* **Source passage**

# Router bit for finger joints



## keithet (Jan 29, 2012)

I have a Veritas Router table, fence and right angle sled. I want to make some box joints and need to know if a carbide spiral bit is the way to go to make the best possible clean joint. If so, I would like to try 1/4", 3/8" and maybe 1/2" joints. I will be using 1/2" to 3/4" hardwood (red oak, maple, cherry and other woods) and after using 1/4" regular cut dado bits (carbide and sharp) I seem to get unacceptable tear-out even with a backer. Any help would be appreciated. I realize that the spiral bits are expensive compared to the non spiral bits. What brand would you recommend?


----------



## Cherryville Chuck (Sep 28, 2010)

I think the ones that LV sells are Onsrud which are as good as you can get in my opinion. Whiteside, Freud, and CMT all have good ones. I used a 1/4" LV in some Douglas fir recently and it went through it like warm butter. The spiral may do a better job since it has a shear angle. The backer should be working unless it isn't tight together with your work. Are you clamping them together?


----------



## FreeTime (Dec 2, 2012)

I don't have any experience with box joints but I've been using a Whiteside 1/2" down cut spiral on Cherry for dados - it cuts a real clean entry edge but I also used small depth increments (< 1/4"). The up-cut spiral rips up the edge noticeably. ditto on the backer board comment.

* **Instructions to follow**
In the forum thread on router bits for finger joints, what effect of the up-cut spiral bit does the final post report?

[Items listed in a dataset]
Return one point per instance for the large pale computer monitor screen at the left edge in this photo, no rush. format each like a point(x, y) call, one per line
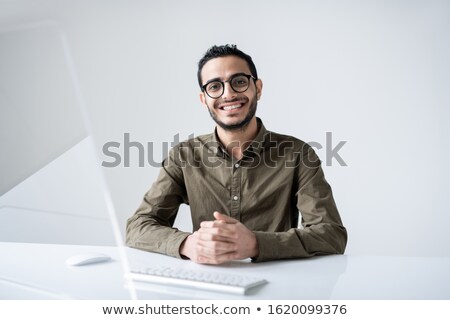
point(50, 185)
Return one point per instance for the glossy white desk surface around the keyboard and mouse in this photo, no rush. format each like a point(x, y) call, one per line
point(38, 271)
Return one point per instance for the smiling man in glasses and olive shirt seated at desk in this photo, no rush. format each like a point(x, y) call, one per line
point(245, 185)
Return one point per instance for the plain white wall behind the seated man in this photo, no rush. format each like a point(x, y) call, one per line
point(374, 73)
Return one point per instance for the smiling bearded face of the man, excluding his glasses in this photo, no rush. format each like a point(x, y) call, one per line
point(233, 110)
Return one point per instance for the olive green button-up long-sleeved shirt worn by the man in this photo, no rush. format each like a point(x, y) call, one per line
point(278, 177)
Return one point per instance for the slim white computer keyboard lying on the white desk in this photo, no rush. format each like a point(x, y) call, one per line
point(196, 279)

* **Task solution**
It rips up the edge noticeably.